# TASK TO CARRY OUT:
Could you print every record exactly as it stands?

# DATA SUPPLIED:
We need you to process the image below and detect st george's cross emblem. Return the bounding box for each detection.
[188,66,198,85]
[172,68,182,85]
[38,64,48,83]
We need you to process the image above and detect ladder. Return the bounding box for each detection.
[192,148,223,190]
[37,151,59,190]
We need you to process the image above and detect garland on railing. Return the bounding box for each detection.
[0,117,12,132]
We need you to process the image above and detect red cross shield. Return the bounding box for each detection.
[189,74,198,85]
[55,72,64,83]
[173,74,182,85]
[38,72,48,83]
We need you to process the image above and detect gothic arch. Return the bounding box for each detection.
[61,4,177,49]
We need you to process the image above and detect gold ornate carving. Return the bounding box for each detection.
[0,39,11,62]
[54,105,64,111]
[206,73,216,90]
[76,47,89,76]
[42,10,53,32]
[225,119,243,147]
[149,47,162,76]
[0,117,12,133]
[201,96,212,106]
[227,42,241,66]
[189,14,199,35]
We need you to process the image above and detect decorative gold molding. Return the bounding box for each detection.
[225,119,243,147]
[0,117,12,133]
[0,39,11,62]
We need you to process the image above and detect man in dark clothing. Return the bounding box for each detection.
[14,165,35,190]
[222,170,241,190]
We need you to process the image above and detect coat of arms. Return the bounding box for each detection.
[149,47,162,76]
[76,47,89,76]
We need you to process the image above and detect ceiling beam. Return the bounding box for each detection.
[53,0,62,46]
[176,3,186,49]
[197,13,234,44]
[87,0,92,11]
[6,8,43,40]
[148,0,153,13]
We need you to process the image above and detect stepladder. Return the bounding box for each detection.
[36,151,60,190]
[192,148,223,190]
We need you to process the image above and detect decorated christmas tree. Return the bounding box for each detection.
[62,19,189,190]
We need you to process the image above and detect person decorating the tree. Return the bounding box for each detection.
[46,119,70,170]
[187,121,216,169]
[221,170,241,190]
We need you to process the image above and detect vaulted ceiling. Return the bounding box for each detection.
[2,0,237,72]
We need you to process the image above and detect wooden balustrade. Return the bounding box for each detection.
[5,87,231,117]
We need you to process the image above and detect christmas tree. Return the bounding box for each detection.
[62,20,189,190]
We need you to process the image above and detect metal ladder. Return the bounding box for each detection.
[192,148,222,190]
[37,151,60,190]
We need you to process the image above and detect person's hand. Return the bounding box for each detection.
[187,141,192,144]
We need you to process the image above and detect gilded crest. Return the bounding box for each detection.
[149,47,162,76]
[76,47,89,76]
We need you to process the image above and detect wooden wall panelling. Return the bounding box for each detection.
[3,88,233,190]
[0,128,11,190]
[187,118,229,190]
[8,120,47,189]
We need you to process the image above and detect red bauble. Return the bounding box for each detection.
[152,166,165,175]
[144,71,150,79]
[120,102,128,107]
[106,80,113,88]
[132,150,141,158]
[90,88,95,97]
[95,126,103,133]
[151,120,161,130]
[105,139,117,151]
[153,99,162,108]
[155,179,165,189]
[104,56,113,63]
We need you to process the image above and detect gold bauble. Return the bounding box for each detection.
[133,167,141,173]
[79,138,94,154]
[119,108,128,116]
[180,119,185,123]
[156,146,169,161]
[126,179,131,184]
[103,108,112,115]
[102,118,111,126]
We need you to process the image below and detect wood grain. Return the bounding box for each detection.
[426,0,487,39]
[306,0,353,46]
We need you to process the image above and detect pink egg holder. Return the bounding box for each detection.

# RESPONSE TO THE TASK:
We need you to process the image below and detect st george's cross emblem. Return the bounding box for each detection.
[188,66,198,85]
[172,68,182,85]
[38,64,48,83]
We need you to process the image above and detect ladder. Return the bounding box for each detection.
[192,148,223,190]
[37,151,59,190]
We need you to process the image above and detect garland on railing. Return the bounding box for each detection.
[0,117,12,132]
We need you to process the image above and detect red cross shield. Return the bounding box for each detection.
[189,74,198,85]
[55,72,64,83]
[173,74,182,85]
[38,72,48,83]
We need you to process the image above and detect gothic arch. Return the bounding box for each detection.
[61,4,177,49]
We need you to process the image above and detect gold ornate carving. Return the bounding box for each detection.
[0,39,11,62]
[54,105,64,111]
[206,73,216,90]
[76,47,89,76]
[42,10,53,32]
[225,119,243,147]
[149,47,162,76]
[0,117,12,133]
[201,96,212,106]
[227,42,241,66]
[189,14,199,35]
We need you to process the image above and detect decorative gold molding. Return the bounding box for each detection.
[225,119,243,147]
[0,117,12,133]
[0,39,11,62]
We need you to process the image above and detect man in dark clothing. Return the bounding box for each detection.
[14,165,35,190]
[222,170,241,190]
We need you to process the image above and detect coat of arms. Return the bounding box for each detection.
[149,47,162,76]
[76,47,89,76]
We need you to process the image above and detect ceiling beam. Return the bounding box for each detection.
[53,0,62,46]
[176,3,186,49]
[197,13,234,44]
[87,0,92,11]
[6,8,43,40]
[148,0,153,13]
We need you to process the image above and detect stepladder. Return the bounding box for each detection.
[36,151,60,190]
[192,148,223,190]
We need you to process the image above and detect decorated christmas tree. Return the bounding box for each detection.
[62,19,189,190]
We need you to process the image above and detect person decorating the tree. Return the bounding box for each detection.
[46,119,70,170]
[187,121,216,169]
[221,170,241,190]
We need you to process the image above and detect vaulted ceiling. Return the bounding box for each detection.
[2,0,237,72]
We need you to process the image above and detect wooden balustrade. Return the bounding box for each detection.
[5,87,231,117]
We need you to process the image above and detect christmas tree. Return the bounding box for each detection.
[62,20,189,190]
We need you to process the image above and detect metal ladder. Return the bounding box for each detection.
[192,148,222,190]
[37,151,60,190]
We need you to process the image above and detect person's hand. Return the bounding box for each detection.
[187,141,192,144]
We need you to process the image above and detect gilded crest. Return the bounding box for each detection.
[149,47,162,76]
[76,47,89,76]
We need you to process the image above and detect wooden wall panelling. Return the bounding box for each detection.
[3,88,233,190]
[0,128,11,190]
[187,118,229,190]
[8,120,47,189]
We need you to process the image above and detect red bauble. Return the bounding box for each detection.
[152,166,165,175]
[144,71,150,79]
[120,102,128,107]
[106,80,113,88]
[132,150,141,158]
[90,88,95,97]
[95,126,103,133]
[151,120,161,130]
[105,139,117,151]
[153,99,162,108]
[155,179,165,189]
[104,56,113,63]
We need you to process the image above and detect gold bauble. Return the bounding box for each detection.
[133,167,141,173]
[79,138,94,154]
[119,108,128,116]
[180,119,185,123]
[156,146,169,161]
[126,179,131,184]
[103,108,112,115]
[102,118,111,126]
We need you to process the image below and detect wood grain. Return the bounding box for each detection.
[426,0,487,39]
[306,0,353,46]
We need you to process the image above and detect pink egg holder. Return the bounding box for each detection.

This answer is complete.